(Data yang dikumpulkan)
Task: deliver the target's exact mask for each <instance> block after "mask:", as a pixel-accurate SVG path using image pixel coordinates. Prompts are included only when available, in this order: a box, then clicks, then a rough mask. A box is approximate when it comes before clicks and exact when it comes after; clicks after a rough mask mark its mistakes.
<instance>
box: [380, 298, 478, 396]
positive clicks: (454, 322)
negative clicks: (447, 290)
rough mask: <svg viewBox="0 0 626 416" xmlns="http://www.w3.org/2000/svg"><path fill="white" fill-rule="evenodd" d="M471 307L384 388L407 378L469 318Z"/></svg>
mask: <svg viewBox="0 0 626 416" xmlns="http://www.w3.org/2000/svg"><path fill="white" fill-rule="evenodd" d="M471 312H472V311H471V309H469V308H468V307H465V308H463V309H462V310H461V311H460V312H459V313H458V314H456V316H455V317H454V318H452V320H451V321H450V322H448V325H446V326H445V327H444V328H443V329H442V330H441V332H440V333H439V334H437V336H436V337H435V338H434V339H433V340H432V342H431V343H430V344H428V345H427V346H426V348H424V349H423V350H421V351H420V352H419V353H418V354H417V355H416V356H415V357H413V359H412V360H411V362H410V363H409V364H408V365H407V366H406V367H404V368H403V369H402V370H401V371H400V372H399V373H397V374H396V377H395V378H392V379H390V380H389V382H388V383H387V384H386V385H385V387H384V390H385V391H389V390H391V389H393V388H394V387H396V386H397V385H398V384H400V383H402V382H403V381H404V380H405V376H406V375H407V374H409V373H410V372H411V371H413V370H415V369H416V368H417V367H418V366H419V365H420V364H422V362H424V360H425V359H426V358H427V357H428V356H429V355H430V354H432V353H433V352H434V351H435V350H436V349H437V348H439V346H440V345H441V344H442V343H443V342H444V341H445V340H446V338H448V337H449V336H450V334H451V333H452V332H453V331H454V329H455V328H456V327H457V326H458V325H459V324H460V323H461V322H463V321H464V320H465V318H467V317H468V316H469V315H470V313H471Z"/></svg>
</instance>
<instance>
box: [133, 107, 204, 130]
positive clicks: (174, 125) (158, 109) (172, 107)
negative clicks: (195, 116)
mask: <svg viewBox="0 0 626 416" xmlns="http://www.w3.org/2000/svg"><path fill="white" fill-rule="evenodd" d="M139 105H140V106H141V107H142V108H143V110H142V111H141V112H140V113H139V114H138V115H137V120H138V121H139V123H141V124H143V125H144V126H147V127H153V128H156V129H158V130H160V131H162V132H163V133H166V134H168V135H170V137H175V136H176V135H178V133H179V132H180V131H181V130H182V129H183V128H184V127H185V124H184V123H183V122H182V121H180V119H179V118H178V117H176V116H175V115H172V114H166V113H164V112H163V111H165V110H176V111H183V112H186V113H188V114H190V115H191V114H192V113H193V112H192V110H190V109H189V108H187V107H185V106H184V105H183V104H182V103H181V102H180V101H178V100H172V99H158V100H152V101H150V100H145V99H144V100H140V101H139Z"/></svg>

:: Tugas yang Dikerjakan ::
Tuliskan kembali semua baris di atas tanpa mengubah satu karakter pun.

:: Jawaban Latihan ::
Task: deliver the target's exact mask for each <instance> block after "mask:", as a pixel-accurate SVG path using image pixel coordinates. Prompts are included only when available, in this order: a box, then clicks, then a rough mask. A box is approximate when it comes before clicks and exact when it comes after; clicks after a rough mask mark its mistakes.
<instance>
box: [380, 298, 478, 396]
positive clicks: (454, 322)
negative clicks: (447, 290)
rough mask: <svg viewBox="0 0 626 416" xmlns="http://www.w3.org/2000/svg"><path fill="white" fill-rule="evenodd" d="M471 307L384 388L407 378L469 318Z"/></svg>
mask: <svg viewBox="0 0 626 416" xmlns="http://www.w3.org/2000/svg"><path fill="white" fill-rule="evenodd" d="M471 312H472V311H471V309H469V308H468V307H465V308H463V309H462V310H461V311H460V312H459V313H458V314H456V316H455V317H454V318H452V320H451V321H450V322H448V325H446V326H445V327H444V328H443V329H442V330H441V332H440V333H439V334H437V336H436V337H435V338H434V339H433V340H432V342H431V343H430V344H428V345H427V346H426V348H424V349H423V350H421V351H420V352H419V353H418V354H417V355H416V356H415V357H413V359H412V360H411V362H410V363H409V364H408V365H407V366H406V367H404V368H403V369H402V370H401V371H400V372H399V373H397V374H396V377H395V378H392V379H390V380H389V382H388V383H387V384H386V385H385V387H384V390H385V391H389V390H391V389H393V388H394V387H396V386H397V385H398V384H400V383H402V382H403V381H404V380H405V376H406V375H407V374H409V373H410V372H411V371H413V370H415V369H416V368H417V367H418V366H419V365H420V364H422V362H424V360H425V359H426V358H427V357H428V356H429V355H430V354H432V353H433V352H434V351H435V350H436V349H437V348H439V346H440V345H441V344H442V343H443V342H444V341H445V340H446V338H448V337H449V336H450V334H451V333H452V332H453V331H454V329H455V328H456V327H457V326H458V325H459V324H460V323H461V322H463V321H464V320H465V318H467V317H468V316H469V315H470V313H471Z"/></svg>
</instance>
<instance>
box: [133, 107, 204, 130]
positive clicks: (174, 125) (158, 109) (172, 107)
negative clicks: (195, 116)
mask: <svg viewBox="0 0 626 416" xmlns="http://www.w3.org/2000/svg"><path fill="white" fill-rule="evenodd" d="M139 105H140V106H141V107H142V108H143V110H142V111H141V112H140V113H139V114H138V115H137V120H138V121H139V123H141V124H143V125H144V126H147V127H153V128H156V129H158V130H160V131H162V132H163V133H166V134H168V135H170V137H175V136H176V135H178V133H179V132H180V131H181V130H182V129H183V128H184V127H185V124H184V123H183V122H182V121H180V119H179V118H178V117H176V116H175V115H172V114H166V113H164V112H163V111H165V110H176V111H183V112H186V113H188V114H190V115H191V114H192V113H193V112H192V110H190V109H189V108H187V107H185V106H184V105H183V104H182V103H181V102H180V101H178V100H172V99H158V100H152V101H150V100H145V99H144V100H140V101H139Z"/></svg>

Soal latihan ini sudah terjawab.